begin

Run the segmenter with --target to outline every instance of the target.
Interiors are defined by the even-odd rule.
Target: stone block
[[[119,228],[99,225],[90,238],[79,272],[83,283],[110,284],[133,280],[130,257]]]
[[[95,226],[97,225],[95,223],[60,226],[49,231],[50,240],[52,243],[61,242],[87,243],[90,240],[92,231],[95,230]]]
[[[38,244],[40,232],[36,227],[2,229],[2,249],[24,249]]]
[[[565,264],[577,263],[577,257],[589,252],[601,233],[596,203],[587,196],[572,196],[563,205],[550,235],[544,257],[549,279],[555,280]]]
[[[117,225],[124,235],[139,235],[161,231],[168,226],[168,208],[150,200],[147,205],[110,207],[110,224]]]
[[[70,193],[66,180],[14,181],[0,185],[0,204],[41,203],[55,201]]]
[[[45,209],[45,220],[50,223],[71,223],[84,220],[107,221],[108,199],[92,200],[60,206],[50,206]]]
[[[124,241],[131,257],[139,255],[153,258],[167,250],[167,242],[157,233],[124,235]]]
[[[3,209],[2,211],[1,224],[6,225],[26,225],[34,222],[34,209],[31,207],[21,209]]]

end

- _THE PROBLEM_
Reproduce every line of the records above verbatim, keeping each bracket, comma and number unchanged.

- _ANSWER IN FULL_
Run the segmenter with --target to outline every instance of the target.
Interiors are defined by the even-odd rule.
Target: stone block
[[[119,228],[99,225],[90,238],[79,272],[83,283],[110,284],[133,280],[130,257]]]
[[[95,226],[97,225],[95,223],[60,226],[49,231],[50,240],[52,243],[61,242],[87,243],[90,240],[92,231],[95,230]]]
[[[38,244],[40,232],[36,227],[2,229],[2,249],[24,249]]]
[[[565,264],[577,263],[577,257],[589,252],[601,233],[596,203],[587,196],[572,196],[563,205],[550,235],[544,257],[549,279],[555,280]]]
[[[117,225],[124,235],[139,235],[161,231],[168,226],[168,208],[150,200],[147,205],[110,207],[110,224]]]
[[[70,193],[66,180],[14,181],[0,185],[0,204],[41,203],[55,201]]]
[[[45,209],[45,220],[50,223],[71,223],[84,220],[107,221],[108,199],[92,200],[60,206],[50,206]]]
[[[124,241],[131,257],[139,255],[153,258],[167,250],[167,242],[157,233],[124,235]]]
[[[3,209],[2,211],[1,224],[6,225],[26,225],[34,222],[34,209],[31,207],[21,209]]]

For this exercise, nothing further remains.